Information below:

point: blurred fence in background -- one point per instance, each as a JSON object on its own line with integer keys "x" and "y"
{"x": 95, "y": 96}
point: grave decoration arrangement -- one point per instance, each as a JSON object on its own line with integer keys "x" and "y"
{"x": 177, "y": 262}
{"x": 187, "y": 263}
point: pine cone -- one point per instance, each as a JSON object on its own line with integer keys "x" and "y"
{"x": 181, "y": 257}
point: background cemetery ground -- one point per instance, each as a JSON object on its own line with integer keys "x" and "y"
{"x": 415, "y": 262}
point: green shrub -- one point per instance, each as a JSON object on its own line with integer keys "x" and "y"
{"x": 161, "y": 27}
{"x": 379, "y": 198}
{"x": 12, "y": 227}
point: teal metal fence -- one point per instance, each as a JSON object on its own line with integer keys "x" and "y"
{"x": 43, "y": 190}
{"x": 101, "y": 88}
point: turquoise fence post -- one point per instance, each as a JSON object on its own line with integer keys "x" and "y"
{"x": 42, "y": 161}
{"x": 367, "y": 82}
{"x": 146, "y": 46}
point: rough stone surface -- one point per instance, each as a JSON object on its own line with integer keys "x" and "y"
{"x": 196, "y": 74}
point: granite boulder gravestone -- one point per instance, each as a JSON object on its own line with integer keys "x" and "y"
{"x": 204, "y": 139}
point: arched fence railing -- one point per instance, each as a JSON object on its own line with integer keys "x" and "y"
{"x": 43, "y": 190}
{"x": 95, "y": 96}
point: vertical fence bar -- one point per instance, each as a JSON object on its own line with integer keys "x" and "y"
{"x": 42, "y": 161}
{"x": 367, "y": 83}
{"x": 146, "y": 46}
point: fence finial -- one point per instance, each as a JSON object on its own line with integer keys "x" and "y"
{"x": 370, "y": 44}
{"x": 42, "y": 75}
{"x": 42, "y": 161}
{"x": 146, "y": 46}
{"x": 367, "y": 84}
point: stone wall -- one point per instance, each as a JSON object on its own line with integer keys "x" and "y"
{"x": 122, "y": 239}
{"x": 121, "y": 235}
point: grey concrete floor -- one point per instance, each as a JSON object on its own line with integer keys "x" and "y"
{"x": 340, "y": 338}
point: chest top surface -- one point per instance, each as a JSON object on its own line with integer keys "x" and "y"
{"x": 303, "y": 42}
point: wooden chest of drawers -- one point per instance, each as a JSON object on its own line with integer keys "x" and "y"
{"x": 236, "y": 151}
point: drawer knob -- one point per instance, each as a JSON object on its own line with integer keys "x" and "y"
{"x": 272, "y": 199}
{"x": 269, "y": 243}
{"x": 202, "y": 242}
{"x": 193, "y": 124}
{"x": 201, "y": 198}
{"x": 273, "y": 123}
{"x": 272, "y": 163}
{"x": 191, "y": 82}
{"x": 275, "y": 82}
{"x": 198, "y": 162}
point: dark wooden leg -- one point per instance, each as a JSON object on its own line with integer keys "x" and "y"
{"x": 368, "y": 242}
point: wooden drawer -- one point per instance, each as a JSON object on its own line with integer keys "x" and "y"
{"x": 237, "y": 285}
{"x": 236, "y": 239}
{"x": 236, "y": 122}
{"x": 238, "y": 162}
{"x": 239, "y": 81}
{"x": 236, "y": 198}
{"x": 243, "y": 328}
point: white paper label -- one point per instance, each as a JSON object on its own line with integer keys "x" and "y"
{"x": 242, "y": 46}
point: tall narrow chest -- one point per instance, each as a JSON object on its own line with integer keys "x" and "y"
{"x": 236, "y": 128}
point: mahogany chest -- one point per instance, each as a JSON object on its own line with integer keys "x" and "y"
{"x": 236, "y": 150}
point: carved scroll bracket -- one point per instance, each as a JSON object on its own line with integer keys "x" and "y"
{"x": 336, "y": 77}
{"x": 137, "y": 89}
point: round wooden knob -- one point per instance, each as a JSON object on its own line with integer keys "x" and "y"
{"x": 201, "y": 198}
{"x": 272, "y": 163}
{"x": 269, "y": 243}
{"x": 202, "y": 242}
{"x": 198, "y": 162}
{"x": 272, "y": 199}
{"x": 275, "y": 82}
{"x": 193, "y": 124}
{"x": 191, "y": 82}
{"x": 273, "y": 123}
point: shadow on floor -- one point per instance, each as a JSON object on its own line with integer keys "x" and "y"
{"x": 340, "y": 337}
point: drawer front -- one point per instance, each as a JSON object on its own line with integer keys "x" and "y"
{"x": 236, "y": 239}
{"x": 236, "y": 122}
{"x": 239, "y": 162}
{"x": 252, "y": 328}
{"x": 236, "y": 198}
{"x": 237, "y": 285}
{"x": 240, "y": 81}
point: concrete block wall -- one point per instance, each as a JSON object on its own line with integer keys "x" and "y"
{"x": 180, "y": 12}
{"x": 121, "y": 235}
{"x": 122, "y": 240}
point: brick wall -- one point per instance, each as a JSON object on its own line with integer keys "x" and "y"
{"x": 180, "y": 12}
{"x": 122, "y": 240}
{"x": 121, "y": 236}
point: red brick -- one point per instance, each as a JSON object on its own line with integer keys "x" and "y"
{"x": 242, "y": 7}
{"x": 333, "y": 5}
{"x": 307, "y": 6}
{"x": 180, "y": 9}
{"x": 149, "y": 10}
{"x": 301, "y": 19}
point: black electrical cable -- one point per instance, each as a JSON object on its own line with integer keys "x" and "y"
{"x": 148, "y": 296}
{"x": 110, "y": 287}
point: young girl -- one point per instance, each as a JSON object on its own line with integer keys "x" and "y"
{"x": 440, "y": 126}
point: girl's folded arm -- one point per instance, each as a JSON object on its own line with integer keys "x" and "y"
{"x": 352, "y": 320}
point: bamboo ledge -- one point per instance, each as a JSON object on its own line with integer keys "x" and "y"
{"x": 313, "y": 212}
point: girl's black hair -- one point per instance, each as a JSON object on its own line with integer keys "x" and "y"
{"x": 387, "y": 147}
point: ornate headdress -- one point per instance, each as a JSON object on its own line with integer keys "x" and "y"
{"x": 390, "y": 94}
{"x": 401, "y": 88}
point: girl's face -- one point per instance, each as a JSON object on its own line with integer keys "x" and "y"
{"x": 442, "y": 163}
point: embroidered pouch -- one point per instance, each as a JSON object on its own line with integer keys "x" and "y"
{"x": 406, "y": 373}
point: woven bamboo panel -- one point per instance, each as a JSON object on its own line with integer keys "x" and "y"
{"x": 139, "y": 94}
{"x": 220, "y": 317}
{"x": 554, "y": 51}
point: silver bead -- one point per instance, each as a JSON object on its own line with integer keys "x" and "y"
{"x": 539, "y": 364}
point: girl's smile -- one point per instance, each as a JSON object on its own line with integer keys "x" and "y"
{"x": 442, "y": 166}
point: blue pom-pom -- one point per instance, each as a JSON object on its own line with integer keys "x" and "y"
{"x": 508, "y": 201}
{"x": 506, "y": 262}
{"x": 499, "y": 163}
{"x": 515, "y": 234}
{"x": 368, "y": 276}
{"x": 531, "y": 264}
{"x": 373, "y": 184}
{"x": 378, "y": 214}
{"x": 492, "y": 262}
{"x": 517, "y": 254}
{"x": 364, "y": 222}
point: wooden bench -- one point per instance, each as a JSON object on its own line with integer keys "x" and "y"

End of Information.

Return the listing exactly as it was given to you, with every line intact.

**Output:**
point: blurred fence in background -- one point per instance, each as a JSON object on its own line with integer keys "x" and "y"
{"x": 95, "y": 96}
point: grave decoration arrangement -- one point per instance, each as a JSON object on its own line with integer keys "x" and "y"
{"x": 177, "y": 262}
{"x": 187, "y": 263}
point: pine cone -- one point per instance, each as a JSON object on its own line with integer keys "x" and "y"
{"x": 181, "y": 257}
point: background cemetery ground -- one point per instance, each as a JSON object on its own line with integer keys "x" and "y"
{"x": 415, "y": 262}
point: green shrub -- one point per instance, each as a JSON object on its own line with integer keys "x" and "y"
{"x": 161, "y": 27}
{"x": 379, "y": 198}
{"x": 12, "y": 227}
point: teal metal fence -- one point per instance, each as a JSON object on its own line with integer keys "x" and "y"
{"x": 43, "y": 190}
{"x": 101, "y": 88}
point: turquoise fence post -- one point per instance, each as a JSON object on its own line with integer keys "x" and "y"
{"x": 42, "y": 161}
{"x": 367, "y": 82}
{"x": 146, "y": 46}
point: rough stone surface -- one point per instance, each as a JSON object on its own line with integer keys "x" and "y"
{"x": 196, "y": 74}
point: granite boulder gravestone -- one point per instance, each as a JSON object on its own line with integer keys "x" and "y"
{"x": 204, "y": 139}
point: arched fence railing -- one point per instance, each as a JSON object on its own line with integer keys "x" and "y"
{"x": 43, "y": 190}
{"x": 95, "y": 96}
point: vertical fence bar -- one point per instance, each as a JSON object on its own line with integer keys "x" and "y"
{"x": 42, "y": 161}
{"x": 367, "y": 83}
{"x": 146, "y": 46}
point: fence finial -- one point per instance, each as a JSON object on its own line with integer keys "x" and "y"
{"x": 370, "y": 44}
{"x": 42, "y": 75}
{"x": 42, "y": 161}
{"x": 146, "y": 46}
{"x": 367, "y": 84}
point: stone wall -- one point per instance, each as a JSON object on its own line with integer keys "x" and "y"
{"x": 122, "y": 239}
{"x": 121, "y": 235}
point: grey concrete floor -- one point per instance, each as a JSON object on its own line with integer keys "x" and "y"
{"x": 340, "y": 338}
point: chest top surface -- one point per instance, each as a JSON object on its own line with integer keys "x" and "y"
{"x": 303, "y": 42}
point: wooden chest of drawers -- one point per instance, each as a JSON object on its own line with integer keys "x" and "y"
{"x": 236, "y": 151}
point: drawer knob -- one point per instance, each as a JSON object on its own line with integer keys "x" and "y"
{"x": 272, "y": 199}
{"x": 269, "y": 243}
{"x": 202, "y": 242}
{"x": 193, "y": 124}
{"x": 201, "y": 198}
{"x": 273, "y": 123}
{"x": 272, "y": 163}
{"x": 191, "y": 82}
{"x": 275, "y": 82}
{"x": 198, "y": 162}
point: dark wooden leg -- one point per instance, each as a JSON object on its own line with integer keys "x" and "y"
{"x": 368, "y": 242}
point: wooden drawer -- one point per instance, each as a JSON object on its own line with integer keys "x" and "y"
{"x": 237, "y": 285}
{"x": 236, "y": 239}
{"x": 236, "y": 122}
{"x": 238, "y": 162}
{"x": 239, "y": 81}
{"x": 236, "y": 198}
{"x": 243, "y": 328}
point: white paper label -- one point per instance, each as a JSON object on its own line with integer keys "x" and "y"
{"x": 242, "y": 46}
point: tall narrow chest -- one point per instance, each as a JSON object on its own line with integer keys "x" and "y"
{"x": 236, "y": 128}
point: mahogany chest -- one point per instance, each as a JSON object on its own line with integer keys "x" and "y"
{"x": 236, "y": 150}
point: carved scroll bracket -- one point per instance, each as a JSON object on its own line with integer keys "x" and "y"
{"x": 336, "y": 77}
{"x": 137, "y": 89}
point: round wooden knob -- one point per instance, each as a JSON object on its own line with integer keys "x" and "y"
{"x": 201, "y": 198}
{"x": 272, "y": 163}
{"x": 269, "y": 243}
{"x": 202, "y": 242}
{"x": 198, "y": 162}
{"x": 272, "y": 199}
{"x": 275, "y": 82}
{"x": 193, "y": 124}
{"x": 191, "y": 82}
{"x": 273, "y": 123}
point: shadow on floor -- one point per instance, each as a JSON object on its own line with integer keys "x" and "y"
{"x": 340, "y": 337}
point: drawer front -- one point per instance, each as a JSON object on its own line with integer keys "x" and "y"
{"x": 236, "y": 239}
{"x": 236, "y": 122}
{"x": 239, "y": 162}
{"x": 252, "y": 328}
{"x": 236, "y": 198}
{"x": 237, "y": 285}
{"x": 240, "y": 81}
point: concrete block wall -- one point per instance, each as a JSON object on its own line with integer keys "x" and "y"
{"x": 180, "y": 12}
{"x": 121, "y": 235}
{"x": 122, "y": 240}
point: brick wall -- one point per instance, each as a JSON object on its own line with integer keys "x" and "y"
{"x": 180, "y": 12}
{"x": 122, "y": 240}
{"x": 121, "y": 236}
point: red brick -- one point per instance, each as a JSON object on its own line with integer keys "x" and "y"
{"x": 242, "y": 7}
{"x": 333, "y": 5}
{"x": 307, "y": 6}
{"x": 180, "y": 9}
{"x": 149, "y": 10}
{"x": 301, "y": 19}
point: black electrical cable -- one point per instance, each as a JSON object on its own line with integer keys "x" and "y"
{"x": 148, "y": 296}
{"x": 110, "y": 287}
point: young girl -- one point per instance, each as a JSON object on its own line with integer keys "x" and "y"
{"x": 440, "y": 126}
point: girl's folded arm -- one point per instance, each as a JSON object on its own line with integer keys "x" and "y"
{"x": 352, "y": 320}
point: bamboo ledge -- one point per instance, each as a JSON object on its own line with integer keys "x" and "y"
{"x": 313, "y": 212}
point: girl's black hair -- one point per instance, each as a JSON object on its own line with integer keys "x" and "y"
{"x": 387, "y": 147}
point: ornate headdress -- one point per instance, each as a JSON object on its own line with integer keys "x" and "y"
{"x": 390, "y": 94}
{"x": 401, "y": 88}
point: girl's face -- one point per instance, each as a JSON object on its own line with integer keys "x" and "y"
{"x": 442, "y": 163}
point: embroidered pouch -- one point per instance, each as a JSON object on its own line with integer keys "x" and "y"
{"x": 406, "y": 373}
point: woven bamboo panel -- one point per instance, each as a JSON object on its own line with integer keys "x" and "y"
{"x": 139, "y": 94}
{"x": 220, "y": 317}
{"x": 554, "y": 51}
point: silver bead -- one point per instance, each as a JSON object on its own line with integer keys "x" and "y"
{"x": 539, "y": 364}
point: girl's smile -- one point per instance, each as a JSON object on its own line with integer keys "x" and "y"
{"x": 442, "y": 166}
point: blue pom-pom -- one point per instance, each as a JSON object on its own line with integer keys "x" and "y"
{"x": 508, "y": 201}
{"x": 506, "y": 262}
{"x": 499, "y": 163}
{"x": 515, "y": 234}
{"x": 368, "y": 276}
{"x": 531, "y": 264}
{"x": 373, "y": 184}
{"x": 378, "y": 214}
{"x": 492, "y": 262}
{"x": 517, "y": 254}
{"x": 364, "y": 222}
point: wooden bench -- one point per instance, each as a JSON object on its own line with integer keys "x" and "y"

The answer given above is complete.